YOUR TASK:
Would you write out the listing verbatim and skip every picture in it?

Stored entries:
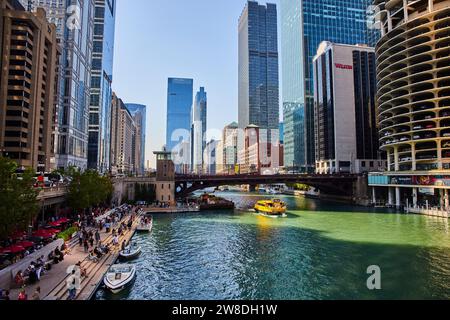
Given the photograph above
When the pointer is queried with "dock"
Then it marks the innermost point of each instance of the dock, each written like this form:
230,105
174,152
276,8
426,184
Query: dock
94,271
171,210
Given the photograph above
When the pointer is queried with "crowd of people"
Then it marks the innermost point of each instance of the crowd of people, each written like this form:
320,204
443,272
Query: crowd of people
90,226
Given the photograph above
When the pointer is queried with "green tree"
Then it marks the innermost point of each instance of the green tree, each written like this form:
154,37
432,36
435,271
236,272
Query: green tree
88,189
18,198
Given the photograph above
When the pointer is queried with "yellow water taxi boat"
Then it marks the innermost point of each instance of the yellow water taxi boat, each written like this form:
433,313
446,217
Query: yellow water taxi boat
271,207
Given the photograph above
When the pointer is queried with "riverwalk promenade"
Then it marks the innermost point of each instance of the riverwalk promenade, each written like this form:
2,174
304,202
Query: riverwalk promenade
53,282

COMPLETED TASK:
Given the photograph above
When the pointer is queried with "dock"
Then it marks the innermost point of each instance of the dock, each written like this form:
230,105
174,152
276,8
426,184
Query: dock
94,271
171,210
Given the photograph above
When the pointer is queried with "crowd of people"
Then it marks the innermost point of each instance of the crowd of people, each written like this form:
320,204
443,272
Query: crowd of people
90,226
Given the photograph above
When the pointer is queried with "green tree"
Then it marks the innermost point of each instance of the green tree, each written like this form:
154,37
432,36
435,271
236,272
Query: green tree
88,189
18,198
Given the photograph above
When the pointer is queried with "yellow water taxi boat"
Then it marks the innermost point of each instance of the yellow water taxi boat, each written like this form:
433,313
446,217
Query: yellow water taxi boat
271,207
Given the photograph above
When the pointer is queried with "riverwalk promenade"
Then it marks the innermost point of each instance of the riverwalk promenade, each written like this form:
2,174
304,202
Query: riverwalk promenade
53,282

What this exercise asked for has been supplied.